> [Requirements]
All of the records below must be output exactly, with no pictures carried over.

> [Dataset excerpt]
.....

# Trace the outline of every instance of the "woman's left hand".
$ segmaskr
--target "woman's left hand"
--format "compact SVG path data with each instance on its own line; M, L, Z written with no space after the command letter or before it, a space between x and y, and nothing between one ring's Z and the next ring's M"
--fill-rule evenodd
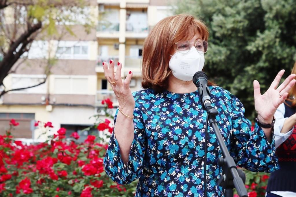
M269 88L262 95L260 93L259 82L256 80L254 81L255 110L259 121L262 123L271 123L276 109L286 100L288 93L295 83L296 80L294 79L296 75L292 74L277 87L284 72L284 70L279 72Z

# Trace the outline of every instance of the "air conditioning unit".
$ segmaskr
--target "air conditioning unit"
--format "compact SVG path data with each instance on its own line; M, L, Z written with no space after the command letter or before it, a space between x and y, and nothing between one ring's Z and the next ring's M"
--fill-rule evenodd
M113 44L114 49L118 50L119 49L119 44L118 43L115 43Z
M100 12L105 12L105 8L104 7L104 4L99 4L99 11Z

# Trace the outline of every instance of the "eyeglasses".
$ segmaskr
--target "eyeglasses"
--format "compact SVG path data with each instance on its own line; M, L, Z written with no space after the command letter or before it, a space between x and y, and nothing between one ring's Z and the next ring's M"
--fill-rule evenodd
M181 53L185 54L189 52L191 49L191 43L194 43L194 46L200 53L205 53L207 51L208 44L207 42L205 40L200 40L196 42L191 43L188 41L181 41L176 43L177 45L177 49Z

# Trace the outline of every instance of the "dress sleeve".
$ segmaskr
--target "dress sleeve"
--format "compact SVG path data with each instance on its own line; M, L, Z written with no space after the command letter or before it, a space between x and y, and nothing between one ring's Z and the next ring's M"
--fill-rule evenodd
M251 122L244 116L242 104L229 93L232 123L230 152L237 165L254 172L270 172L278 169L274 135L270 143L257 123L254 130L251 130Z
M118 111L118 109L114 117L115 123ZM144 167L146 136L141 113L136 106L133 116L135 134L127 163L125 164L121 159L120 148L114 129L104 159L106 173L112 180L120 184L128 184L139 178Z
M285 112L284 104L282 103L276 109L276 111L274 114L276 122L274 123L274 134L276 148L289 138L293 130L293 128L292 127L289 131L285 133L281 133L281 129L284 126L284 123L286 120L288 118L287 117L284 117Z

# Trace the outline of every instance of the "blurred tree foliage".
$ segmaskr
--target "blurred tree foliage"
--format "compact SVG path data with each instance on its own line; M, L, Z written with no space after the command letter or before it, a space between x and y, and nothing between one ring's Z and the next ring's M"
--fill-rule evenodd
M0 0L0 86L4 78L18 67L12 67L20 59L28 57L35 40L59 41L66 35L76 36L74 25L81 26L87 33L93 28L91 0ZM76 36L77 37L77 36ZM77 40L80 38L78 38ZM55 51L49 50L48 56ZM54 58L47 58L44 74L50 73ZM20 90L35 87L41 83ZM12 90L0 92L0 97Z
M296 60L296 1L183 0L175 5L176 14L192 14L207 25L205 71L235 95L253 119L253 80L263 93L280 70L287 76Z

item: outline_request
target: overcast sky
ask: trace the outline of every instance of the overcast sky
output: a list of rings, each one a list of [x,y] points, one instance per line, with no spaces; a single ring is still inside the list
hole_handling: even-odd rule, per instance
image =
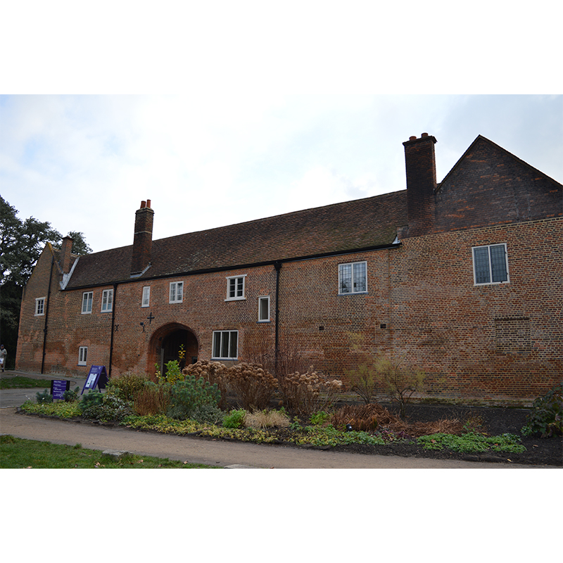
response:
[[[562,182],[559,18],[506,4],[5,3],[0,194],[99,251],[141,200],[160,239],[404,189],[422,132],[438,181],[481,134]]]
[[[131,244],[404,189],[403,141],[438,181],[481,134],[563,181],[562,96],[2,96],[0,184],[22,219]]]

.....

> [The answer]
# Trace the outline of every instance of the "woman's left hand".
$ segmaskr
--target "woman's left hand"
--format "compact SVG path data with each instance on its own line; M, L, Z written with no space after the command letter or before it, a space between x and y, and nothing between one ring's Z and the next ring's M"
--fill-rule evenodd
M269 88L262 95L260 93L259 82L256 80L254 81L255 110L259 121L262 123L271 123L276 109L286 100L288 93L295 83L296 80L294 79L296 75L292 74L277 87L284 72L284 70L279 72Z

# Trace the outline of every instance of the "air conditioning unit".
$ segmaskr
--target "air conditioning unit"
--format "compact SVG path data with each instance on its own line; M, L, Z written with no space after the command letter or before it, a space between x and y, and nothing between one ring's Z and the next ring's M"
--fill-rule evenodd
M113 44L114 49L118 50L119 49L119 44L118 43L115 43Z
M100 12L105 12L105 8L104 7L104 4L99 4L99 11Z

# Trace the outline of every instance of the "eyeglasses".
$ segmaskr
--target "eyeglasses"
--format "compact SVG path data with each instance on its own line; M, L, Z written with no space after the command letter or before it, a space between x and y, and nothing between one ring's Z and the next ring's M"
--fill-rule evenodd
M181 53L185 54L189 52L191 49L191 43L194 43L194 46L200 53L205 53L207 51L208 44L207 42L205 40L200 40L196 42L191 43L188 41L181 41L176 43L177 45L177 49Z

# Trace the outline of every instance of the "dress sleeve".
$ segmaskr
--target "dress sleeve"
--format "compact SVG path data with each instance on its own line; M, L, Z written with no space after the command letter or before it, a space between x and y, and nothing between one ring's Z and the next ring's M"
--fill-rule evenodd
M251 122L244 116L242 104L229 93L232 123L230 152L237 165L254 172L270 172L278 169L274 135L270 143L257 123L254 130L251 130Z
M118 111L118 109L114 117L115 123ZM144 167L146 136L141 113L136 106L133 116L135 134L127 163L125 164L121 159L120 148L114 129L104 159L106 173L112 180L120 184L128 184L139 178Z
M285 112L284 104L282 103L276 109L276 111L274 114L276 122L274 123L274 134L276 148L289 138L293 130L293 128L292 127L289 131L285 133L281 133L281 129L284 126L284 123L286 120L288 118L287 117L284 117Z

# Trace the outline of every instance of the "blurred tree foliage".
$ segmaskr
--target "blurred tree foliage"
--format "compact SVG path data with each instance on its own line; M, L, Z written with no space after the command letter or before it, a space between x and y, and nothing between one ring's Z and the next ring's M"
--fill-rule evenodd
M0 0L0 86L4 78L18 67L12 67L20 59L28 57L35 40L59 41L66 35L76 36L74 25L81 26L87 33L93 28L91 0ZM76 36L77 37L77 36ZM77 40L80 38L78 38ZM55 51L49 50L48 56ZM54 58L47 58L44 74L50 73ZM20 90L35 87L41 83ZM12 90L0 92L0 97Z
M296 60L296 1L183 0L175 5L176 14L192 14L207 25L205 71L235 95L253 119L253 80L263 93L280 70L287 76Z

item: outline_request
target: overcast sky
ask: trace the outline of every instance of the overcast sky
output: a list of rings, each one a list of [x,y] points, one instance per line, with no spaces; a single ring is still inside the list
hole_handling: even-odd rule, per instance
image =
response:
[[[562,182],[559,18],[506,4],[5,3],[0,194],[99,251],[141,200],[160,239],[404,189],[422,132],[438,181],[481,134]]]
[[[131,244],[404,189],[403,141],[438,181],[481,134],[563,181],[562,96],[2,96],[0,184],[22,219]]]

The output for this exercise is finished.